**Material supplied**

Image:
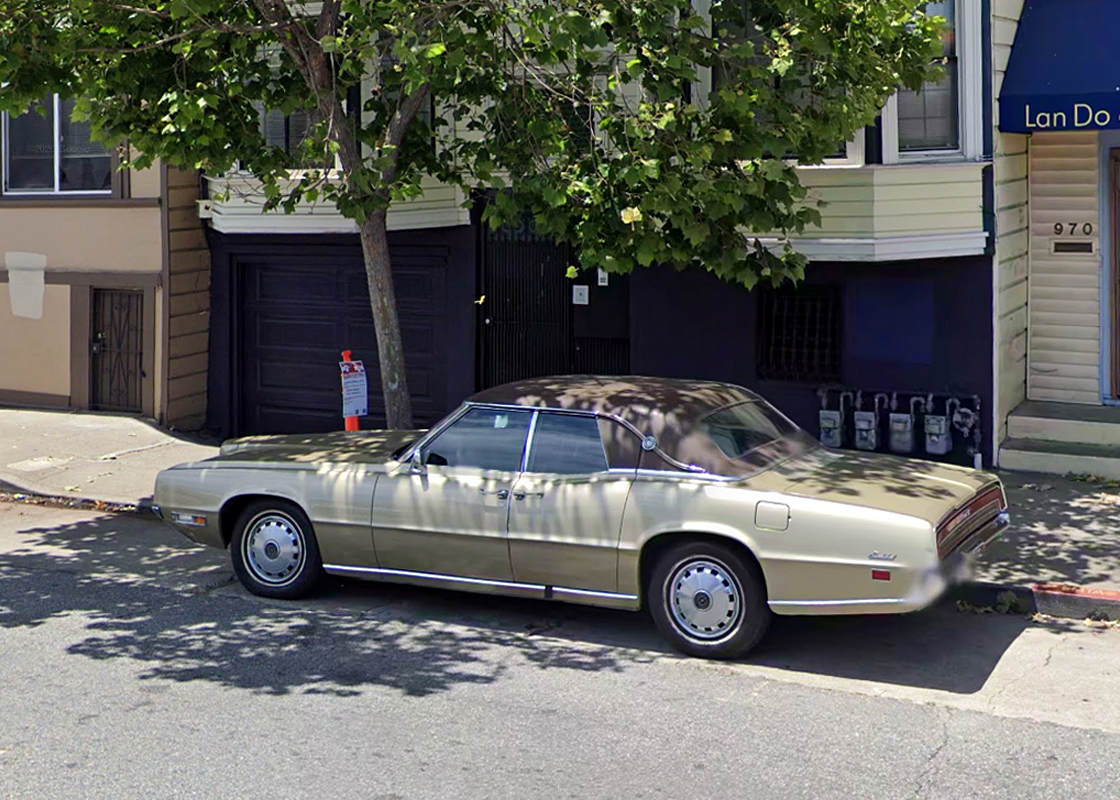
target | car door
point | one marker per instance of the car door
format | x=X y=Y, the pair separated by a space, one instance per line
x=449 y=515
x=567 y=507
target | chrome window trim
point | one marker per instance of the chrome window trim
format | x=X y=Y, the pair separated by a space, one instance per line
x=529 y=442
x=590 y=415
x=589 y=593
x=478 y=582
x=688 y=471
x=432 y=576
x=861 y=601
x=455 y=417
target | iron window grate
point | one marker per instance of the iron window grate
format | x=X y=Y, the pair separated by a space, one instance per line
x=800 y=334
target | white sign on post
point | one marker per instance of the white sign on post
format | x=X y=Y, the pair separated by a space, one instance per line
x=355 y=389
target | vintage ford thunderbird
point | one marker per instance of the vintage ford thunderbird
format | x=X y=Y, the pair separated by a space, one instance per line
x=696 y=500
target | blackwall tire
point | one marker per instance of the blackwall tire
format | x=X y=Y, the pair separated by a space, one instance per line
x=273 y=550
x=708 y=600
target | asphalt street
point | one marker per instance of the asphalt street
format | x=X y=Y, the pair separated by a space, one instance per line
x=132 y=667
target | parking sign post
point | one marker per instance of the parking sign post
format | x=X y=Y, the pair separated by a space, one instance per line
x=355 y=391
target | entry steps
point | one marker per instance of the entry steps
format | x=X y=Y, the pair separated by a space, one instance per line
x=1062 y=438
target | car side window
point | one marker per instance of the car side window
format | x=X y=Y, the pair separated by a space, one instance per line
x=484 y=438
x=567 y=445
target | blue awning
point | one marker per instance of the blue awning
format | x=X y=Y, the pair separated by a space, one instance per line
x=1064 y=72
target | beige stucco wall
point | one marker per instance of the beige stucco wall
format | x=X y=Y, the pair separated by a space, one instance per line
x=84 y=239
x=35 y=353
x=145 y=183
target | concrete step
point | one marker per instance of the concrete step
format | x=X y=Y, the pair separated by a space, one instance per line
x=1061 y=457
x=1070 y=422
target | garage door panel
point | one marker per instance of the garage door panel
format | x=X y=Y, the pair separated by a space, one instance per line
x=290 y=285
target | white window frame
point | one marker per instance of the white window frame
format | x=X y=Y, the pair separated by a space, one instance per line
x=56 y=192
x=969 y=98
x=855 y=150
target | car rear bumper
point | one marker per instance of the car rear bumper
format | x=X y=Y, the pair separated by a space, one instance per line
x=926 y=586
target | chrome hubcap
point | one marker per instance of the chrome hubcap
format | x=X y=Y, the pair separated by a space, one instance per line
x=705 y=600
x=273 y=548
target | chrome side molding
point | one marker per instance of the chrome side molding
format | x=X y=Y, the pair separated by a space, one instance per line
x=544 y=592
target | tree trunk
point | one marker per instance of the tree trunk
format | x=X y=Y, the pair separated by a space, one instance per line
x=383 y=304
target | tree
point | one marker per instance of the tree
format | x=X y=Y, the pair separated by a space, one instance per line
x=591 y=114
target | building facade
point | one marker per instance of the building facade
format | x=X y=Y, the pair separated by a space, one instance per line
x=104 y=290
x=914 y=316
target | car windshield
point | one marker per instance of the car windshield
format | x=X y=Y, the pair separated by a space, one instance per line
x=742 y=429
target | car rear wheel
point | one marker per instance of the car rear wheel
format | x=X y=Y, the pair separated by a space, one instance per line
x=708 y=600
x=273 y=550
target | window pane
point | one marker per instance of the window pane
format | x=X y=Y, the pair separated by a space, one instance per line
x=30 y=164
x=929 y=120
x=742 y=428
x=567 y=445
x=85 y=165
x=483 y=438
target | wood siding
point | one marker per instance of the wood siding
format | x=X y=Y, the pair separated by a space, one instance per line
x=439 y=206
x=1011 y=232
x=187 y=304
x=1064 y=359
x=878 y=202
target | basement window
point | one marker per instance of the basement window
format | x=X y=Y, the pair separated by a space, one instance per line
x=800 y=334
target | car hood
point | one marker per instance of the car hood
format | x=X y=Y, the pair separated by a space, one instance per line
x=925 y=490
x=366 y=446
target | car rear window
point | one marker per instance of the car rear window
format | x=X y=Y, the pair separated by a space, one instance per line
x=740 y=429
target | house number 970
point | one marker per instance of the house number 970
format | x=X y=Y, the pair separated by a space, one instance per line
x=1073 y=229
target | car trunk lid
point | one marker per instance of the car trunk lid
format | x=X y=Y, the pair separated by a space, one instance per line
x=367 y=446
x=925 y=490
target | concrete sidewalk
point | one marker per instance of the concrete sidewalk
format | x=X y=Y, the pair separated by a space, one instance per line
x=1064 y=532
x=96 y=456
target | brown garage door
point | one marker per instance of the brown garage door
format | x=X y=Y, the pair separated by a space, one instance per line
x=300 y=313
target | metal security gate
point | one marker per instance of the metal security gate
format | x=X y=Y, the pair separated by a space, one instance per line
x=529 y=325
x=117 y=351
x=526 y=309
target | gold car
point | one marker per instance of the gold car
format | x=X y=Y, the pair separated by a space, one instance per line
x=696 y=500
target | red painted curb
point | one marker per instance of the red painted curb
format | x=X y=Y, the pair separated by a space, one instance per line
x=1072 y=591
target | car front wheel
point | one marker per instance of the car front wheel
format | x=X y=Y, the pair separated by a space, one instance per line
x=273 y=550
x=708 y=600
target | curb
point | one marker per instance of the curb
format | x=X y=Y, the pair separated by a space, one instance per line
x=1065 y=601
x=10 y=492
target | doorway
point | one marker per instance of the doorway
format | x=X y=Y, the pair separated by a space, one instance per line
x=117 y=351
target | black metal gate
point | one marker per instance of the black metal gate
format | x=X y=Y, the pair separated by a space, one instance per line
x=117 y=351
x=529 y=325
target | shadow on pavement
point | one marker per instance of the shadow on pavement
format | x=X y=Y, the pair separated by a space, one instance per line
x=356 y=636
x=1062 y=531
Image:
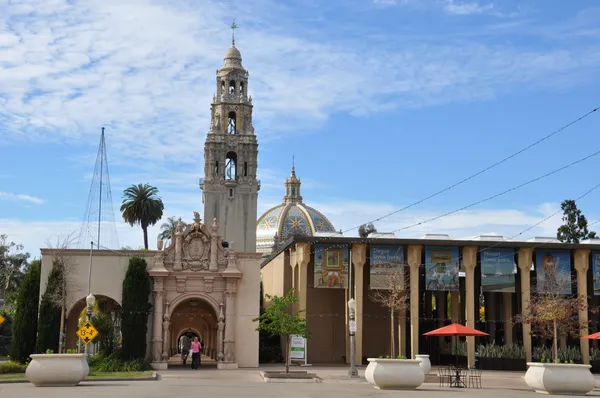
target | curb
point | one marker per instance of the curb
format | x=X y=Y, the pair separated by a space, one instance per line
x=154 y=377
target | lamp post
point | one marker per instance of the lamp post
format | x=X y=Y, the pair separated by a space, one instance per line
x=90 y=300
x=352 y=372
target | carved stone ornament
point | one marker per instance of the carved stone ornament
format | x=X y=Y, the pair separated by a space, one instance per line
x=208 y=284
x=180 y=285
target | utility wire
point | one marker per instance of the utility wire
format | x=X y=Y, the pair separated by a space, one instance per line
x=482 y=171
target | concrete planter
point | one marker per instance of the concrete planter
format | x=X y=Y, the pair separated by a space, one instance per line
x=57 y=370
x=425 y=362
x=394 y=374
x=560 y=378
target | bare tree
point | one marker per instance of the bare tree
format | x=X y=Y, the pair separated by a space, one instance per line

**Work instructions**
Repeat the material above word for word and skip every image in it.

**Answer to the task**
Image:
target | car door
point | one marker per instance of the car door
format | x=X y=Y, the pair separated by a space, one instance per line
x=449 y=515
x=567 y=507
target | chrome window trim
point | one marker per instance of the chrome window trim
format | x=X y=Y, the pair separated by a space, one instance per line
x=529 y=442
x=590 y=415
x=589 y=593
x=478 y=582
x=688 y=471
x=432 y=576
x=861 y=601
x=455 y=417
target | iron window grate
point | one marker per instance of the iron window grate
format | x=X y=Y, the pair separated by a space, one instance per line
x=800 y=334
target | white sign on post
point | one marker per instance of the white sign on post
format | x=X y=Y, the pair separated by a space, one instance per line
x=355 y=389
target | vintage ford thunderbird
point | one marker per instance of the vintage ford thunderbird
format | x=X y=Y, the pair separated by a space, one instance per line
x=696 y=500
target | blackwall tire
point | one marker per instance of the blackwall tire
format | x=X y=Y, the pair separated by a space, one instance per line
x=273 y=550
x=708 y=600
target | asphalt street
point | one marker per instance of the asphalt street
format | x=X y=Y, the pair separated by a space, one instance per line
x=132 y=667
target | parking sign post
point | one marker per instance of the parking sign post
format | x=X y=Y, the pair separated by a space, one instance per line
x=355 y=391
target | entry steps
point | one marker per instance of the entry steps
format | x=X y=Y, the pair separated by a space, one instance per line
x=1062 y=438
target | car side window
point | one marker per instance of the car side window
format | x=X y=Y, the pair separated by a space, one instance per line
x=484 y=438
x=567 y=445
target | blue awning
point | one marker per instance of the blue awning
format | x=X y=Y, the pair separated by a space, one instance per line
x=1064 y=72
target | beige stucco wall
point | one marker per instance of the beige stucco wall
format | x=X y=Y, the pair separated by a space, one instance per line
x=84 y=239
x=35 y=353
x=145 y=183
target | concrete step
point | one marker per instance of the concrete step
format | x=X y=Y, the pair separated by a space, one instance per line
x=1061 y=457
x=1070 y=422
target | garage door panel
point | one marker per instance of the garage door panel
format | x=X y=Y, the pair separated by a space, one instance per line
x=290 y=285
target | white window frame
point | one marker per instance of the white window frame
format | x=X y=Y, the pair separated by a space, one instance per line
x=56 y=192
x=969 y=98
x=855 y=150
target | car rear bumper
point | one marker per instance of the car rear bumper
format | x=X y=Y, the pair separated by a space, one instance per line
x=926 y=586
target | chrome hubcap
point | one marker per instance of the chrome hubcap
format | x=X y=Y, the pair separated by a space, one instance per line
x=705 y=600
x=273 y=548
target | chrome side molding
point | one marker per instance of the chrome side molding
format | x=X y=Y, the pair separated by a space, one instance per line
x=544 y=592
target | tree trunk
point | one marker per instance of the tree trunk
format | x=X y=Y, the pair separated by a space, one instance per line
x=383 y=304
target | tree
point | one marker per instance of the tree
format | x=X y=Y, the pair separated by a space, one instance per line
x=591 y=114
target | building facade
point | one marker per instance of the building facade
format | x=X y=Y, the pair separated by a space, one instance per line
x=104 y=290
x=914 y=316
target | car windshield
point | one marker per instance of the car windshield
format | x=X y=Y, the pair separated by a space, one instance per line
x=742 y=429
target | car rear wheel
point | one marker per instance of the car rear wheel
format | x=X y=Y, the pair separated by a space, one instance per line
x=708 y=600
x=273 y=550
target | window pane
point | one marker per instance of the window pane
format | x=X y=Y, the pair separated by a space, one instance per line
x=30 y=164
x=929 y=120
x=742 y=428
x=567 y=445
x=85 y=165
x=483 y=438
target | wood siding
point | one marker per instance of the wood siding
format | x=X y=Y, the pair separated by a space, one instance per line
x=439 y=206
x=1011 y=232
x=187 y=304
x=1064 y=359
x=878 y=202
target | basement window
point | one marker per instance of the basement window
format | x=X y=Y, the pair separated by a space, one instance per line
x=800 y=334
target | car hood
point | one marker per instance of the car hood
format | x=X y=Y, the pair separated by a space, one instance per line
x=925 y=490
x=366 y=446
target | car rear window
point | one marker per instance of the car rear window
format | x=X y=Y, the pair separated by a space, one instance per line
x=740 y=429
target | house number 970
point | one marker per instance of the house number 970
format | x=X y=Y, the pair separated by a space, one instance per line
x=1073 y=229
target | car trunk lid
point | one marker per instance of the car trunk lid
format | x=X y=Y, the pair separated by a space, one instance per line
x=367 y=446
x=925 y=490
target | concrete sidewalk
point | one marker per instance of the concrete sidewalk
format | x=X y=Y, the pair separated by a space, one instance per line
x=1064 y=532
x=96 y=456
target | brown garage door
point | one marker per instance of the brown garage door
format | x=X y=Y, the pair separated by a space, one instance per line
x=300 y=313
target | metal security gate
point | one marker per instance of the metal security gate
format | x=X y=Y, the pair separated by a space, one instance per line
x=529 y=325
x=117 y=351
x=526 y=309
target | gold car
point | one marker per instance of the gold car
format | x=X y=Y, the pair separated by a space, one instance per line
x=696 y=500
target | red painted curb
point | one marker per instance of the red painted curb
format | x=X y=Y, the pair separated by a space, one instance per line
x=1072 y=591
target | car front wheel
point | one marker per instance of the car front wheel
format | x=X y=Y, the pair separated by a space, one instance per line
x=273 y=550
x=708 y=600
target | curb
point | one marker per instance of the curb
format | x=X y=Y, the pair separated by a space, one instance per line
x=1065 y=601
x=10 y=492
target | doorway
point | one marker per instance of the doorway
format | x=X y=Y, the pair separated by a space, one instance per line
x=117 y=351
target | black metal gate
point | one marker per instance of the black metal gate
format | x=X y=Y, the pair separated by a space, one instance per line
x=117 y=351
x=529 y=325
target | shadow on pavement
point | one marker per instance of the shadow on pavement
format | x=X y=Y, the pair separated by a space, one instance per line
x=356 y=636
x=1062 y=531
Image:
target | curb
point | one marker per instance of the curb
format | x=X y=Y, the pair separated by a space, one instance per line
x=154 y=377
target | lamp post
point | one marker per instance of the lamp post
format | x=X y=Y, the pair separated by a space, one instance per line
x=90 y=300
x=352 y=372
target | carved stone ornament
point | one marker per instance of the carved stone ornament
format | x=X y=Y, the pair separated by a space, one instance per line
x=208 y=284
x=180 y=285
target | utility wire
point | one marker per instance of the utility wire
format | x=X y=Y, the pair separated by a space, one instance per line
x=482 y=171
target | concrete planter
point | one marker per instance of the concrete planter
format | x=X y=Y, the pair separated by a space, one instance per line
x=57 y=370
x=425 y=362
x=394 y=374
x=560 y=378
target | bare tree
point | one marker per instance of the bare tree
format | x=X y=Y, the pair separated by a space, one instance per line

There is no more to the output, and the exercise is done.